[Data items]
=-=-=-=-=

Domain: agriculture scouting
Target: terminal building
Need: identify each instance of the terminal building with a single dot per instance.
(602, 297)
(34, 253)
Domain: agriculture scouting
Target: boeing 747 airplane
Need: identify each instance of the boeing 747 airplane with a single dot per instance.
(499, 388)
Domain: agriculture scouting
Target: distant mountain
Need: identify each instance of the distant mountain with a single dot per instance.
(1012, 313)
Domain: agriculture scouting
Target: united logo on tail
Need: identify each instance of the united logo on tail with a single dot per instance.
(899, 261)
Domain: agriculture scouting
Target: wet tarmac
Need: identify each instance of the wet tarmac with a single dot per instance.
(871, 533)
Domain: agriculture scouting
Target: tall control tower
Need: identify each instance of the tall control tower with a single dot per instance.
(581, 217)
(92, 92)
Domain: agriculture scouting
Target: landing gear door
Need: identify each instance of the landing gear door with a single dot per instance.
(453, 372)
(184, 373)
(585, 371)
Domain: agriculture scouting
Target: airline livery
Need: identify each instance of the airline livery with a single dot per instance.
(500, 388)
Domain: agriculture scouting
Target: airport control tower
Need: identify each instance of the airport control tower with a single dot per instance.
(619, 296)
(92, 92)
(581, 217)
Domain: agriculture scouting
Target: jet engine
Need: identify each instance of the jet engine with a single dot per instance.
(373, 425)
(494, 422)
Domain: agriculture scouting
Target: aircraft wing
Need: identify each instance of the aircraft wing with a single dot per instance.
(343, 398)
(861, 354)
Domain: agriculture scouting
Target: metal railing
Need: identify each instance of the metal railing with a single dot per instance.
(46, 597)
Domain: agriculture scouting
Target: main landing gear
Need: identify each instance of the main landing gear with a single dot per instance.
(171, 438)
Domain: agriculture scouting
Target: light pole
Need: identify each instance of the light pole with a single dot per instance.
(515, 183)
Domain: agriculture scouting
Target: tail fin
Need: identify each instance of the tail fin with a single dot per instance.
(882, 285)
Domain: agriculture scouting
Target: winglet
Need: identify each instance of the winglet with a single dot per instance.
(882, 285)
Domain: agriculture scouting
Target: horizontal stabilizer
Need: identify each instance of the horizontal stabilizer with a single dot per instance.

=-=-=-=-=

Please return, in full, every line of the data above that contains the word "pole". Case counts when matching.

Target: light pole
Need: identify each instance of the light pole with a single dot per instance.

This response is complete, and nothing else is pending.